__Exercise instructions__.
1/ In the Arizona court report below, what does the Complaint fail to state about the Court's subject matter jurisdiction, and what are the two possible bases the report gives? Answer in one to three sentences.
2/ Continue the Arizona court report below, picking up after its last sentence.

__Extract provided__.
United States District Court, District of Arizona
Jul 17, 2023
CV 23-01121 PHX CDB (D. Ariz. Jul. 17, 2023)

Opinion

CV 23-01121 PHX CDB

07-17-2023

Aneta Stanberry-Sproles, Plaintiff, v. Derek Eberhart, et al., Defendants.


REPORT AND RECOMMENDATION

Camille D. Bibles United States Magistrate Judge

TO THE HONORABLE STEPHEN M. McNAMEE:

Plaintiff, proceeding pro se, has filed a Complaint, which does not state a specific basis for the Court's subject matter jurisdiction (i.e., either diversity or federal question jurisdiction), naming as Defendants Derrick Eberhart, Amari Perez, Anthony Rodriguez, and Betta Pechuli; Plaintiff provides the same address in Phoenix as the address for all Defendants. (ECF No. 1). Plaintiff has also filed an application seeking leave to proceed in this matter in forma pauperis. (ECF No. 2). Plaintiff has consented to the exercise of magistrate judge jurisdiction over this matter (ECF No. 7); no Defendant has been served nor appeared.

__Stored rows__.
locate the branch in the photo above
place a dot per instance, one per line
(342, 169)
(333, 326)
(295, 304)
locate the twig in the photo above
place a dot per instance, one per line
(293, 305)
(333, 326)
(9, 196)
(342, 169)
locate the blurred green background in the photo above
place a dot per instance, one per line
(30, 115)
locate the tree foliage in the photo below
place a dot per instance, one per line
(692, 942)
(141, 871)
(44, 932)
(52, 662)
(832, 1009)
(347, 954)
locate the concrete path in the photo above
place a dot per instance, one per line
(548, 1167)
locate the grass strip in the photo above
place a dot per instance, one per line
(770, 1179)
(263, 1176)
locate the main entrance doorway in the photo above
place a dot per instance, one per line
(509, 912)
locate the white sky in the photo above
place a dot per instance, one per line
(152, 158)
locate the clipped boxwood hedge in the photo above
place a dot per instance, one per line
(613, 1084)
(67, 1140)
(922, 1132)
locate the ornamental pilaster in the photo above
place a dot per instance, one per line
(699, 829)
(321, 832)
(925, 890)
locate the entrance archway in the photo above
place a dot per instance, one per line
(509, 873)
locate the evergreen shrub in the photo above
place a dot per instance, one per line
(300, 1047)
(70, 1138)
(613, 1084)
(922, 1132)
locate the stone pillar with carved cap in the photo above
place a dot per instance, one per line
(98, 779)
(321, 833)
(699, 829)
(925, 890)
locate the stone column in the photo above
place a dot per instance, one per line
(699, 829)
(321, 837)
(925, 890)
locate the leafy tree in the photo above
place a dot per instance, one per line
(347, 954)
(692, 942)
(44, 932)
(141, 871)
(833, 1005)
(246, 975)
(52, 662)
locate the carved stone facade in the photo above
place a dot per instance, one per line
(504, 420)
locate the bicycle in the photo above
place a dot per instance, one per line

__Outputs by task__.
1/ The Complaint does not state a specific basis for the Court's subject matter jurisdiction. The report names the two possible bases as diversity jurisdiction and federal question jurisdiction.

2/
Plaintiff filed five complaints and motions to proceed in forma pauperis in the District of Arizona in 2022, including Sproles v. Peoria Police Department, 2:22-cv-00336-DJH (naming Eberhart and others as defendants and dismissed for failure to file an amended complaint within the time allowed by the court); Sproles v. Arizona Department of Child Safety, 2:22-cv-00364-DWL (naming as defendants Department of Child Safety (“DCS”) case workers, a state judge, and Eberhart, and dismissed for failure to file an amended complaint within the time allowed by the court); Sproles v. Department of Child Safety, 2:22-cv-01428-DWL (naming as defendants DCS employees and dismissed without leave to amend for want of subject matter jurisdiction); and Sproles v. Arizona Department of Child Safety, 2:22-cv-01496-MTM (dismissed without leave to amend the complaint inter alia because the suit was a belated attempt to amend the complaints in the prior actions and finding Plaintiff failed establish a jurisdictional basis for her claims). Additionally, under the name Aneta Eberhart Sproles, Plaintiff filed Sproles v. Gonzalez, 2:22-cv-01313-ESW, naming as defendants Eberhart, the Peoria Police Department, the Phoenix Police Department, and two hotels. The case was dismissed for failure to state a claim over which the court had jurisdiction.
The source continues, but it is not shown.